◆ GOAL OF THE EXERCISE ◆
Please reproduce every record, keeping each one exactly as written.
>>
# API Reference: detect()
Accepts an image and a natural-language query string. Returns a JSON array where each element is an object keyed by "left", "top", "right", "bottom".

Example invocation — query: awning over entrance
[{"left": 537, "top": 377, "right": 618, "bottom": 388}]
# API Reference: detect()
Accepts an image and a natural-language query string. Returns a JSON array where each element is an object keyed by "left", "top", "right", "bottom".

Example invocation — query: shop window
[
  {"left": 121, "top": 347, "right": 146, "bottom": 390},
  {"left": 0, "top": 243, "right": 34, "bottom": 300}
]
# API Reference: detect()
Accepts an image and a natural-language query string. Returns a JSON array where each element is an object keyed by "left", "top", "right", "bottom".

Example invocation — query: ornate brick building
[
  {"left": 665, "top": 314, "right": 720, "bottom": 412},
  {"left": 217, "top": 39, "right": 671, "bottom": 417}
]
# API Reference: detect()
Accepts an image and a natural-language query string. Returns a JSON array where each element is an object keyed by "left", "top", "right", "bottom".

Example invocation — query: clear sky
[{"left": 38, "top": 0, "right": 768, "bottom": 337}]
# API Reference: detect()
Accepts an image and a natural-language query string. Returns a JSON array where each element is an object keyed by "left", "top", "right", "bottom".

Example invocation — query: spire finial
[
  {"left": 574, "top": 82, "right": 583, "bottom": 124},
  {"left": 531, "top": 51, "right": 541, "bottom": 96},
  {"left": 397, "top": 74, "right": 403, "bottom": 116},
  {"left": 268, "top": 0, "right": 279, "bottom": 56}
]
<<
◆ RESPONSE AREA ◆
# API Reference: detect()
Accepts an image and a natural-language query string. Returns a JSON array where each element is an object keyed by "left", "top", "right", "bottom".

Example invocation — query: awning over entrance
[{"left": 537, "top": 377, "right": 618, "bottom": 388}]
# API Reference: detect()
Accepts an image and a natural-language query string. Returns a JSON array where each element is an object keyed by "left", "top", "right", "bottom".

Example invocation — query: shop window
[
  {"left": 121, "top": 347, "right": 146, "bottom": 390},
  {"left": 0, "top": 243, "right": 34, "bottom": 300}
]
# API Reference: detect()
Accepts an image and a natural-language query string. Returns a JSON array where each element is an object keyed by "left", "top", "right", "bottom".

Example invocation — query: ornate brick building
[
  {"left": 665, "top": 314, "right": 720, "bottom": 412},
  {"left": 217, "top": 39, "right": 671, "bottom": 417}
]
# API Reference: detect()
Accepts an image and a natural-language query string. Returns a JSON array where each element is an object keyed by "left", "top", "right", "bottom".

Example invocation — query: clear sky
[{"left": 38, "top": 0, "right": 768, "bottom": 337}]
# API Reference: detect()
Accepts an image and a natural-language query string. Returns a JSON array where each element is an object keyed by "left", "top", "right", "bottom".

Example invocation — query: spire finial
[
  {"left": 574, "top": 82, "right": 583, "bottom": 124},
  {"left": 531, "top": 51, "right": 541, "bottom": 96},
  {"left": 397, "top": 74, "right": 403, "bottom": 116},
  {"left": 268, "top": 0, "right": 279, "bottom": 56}
]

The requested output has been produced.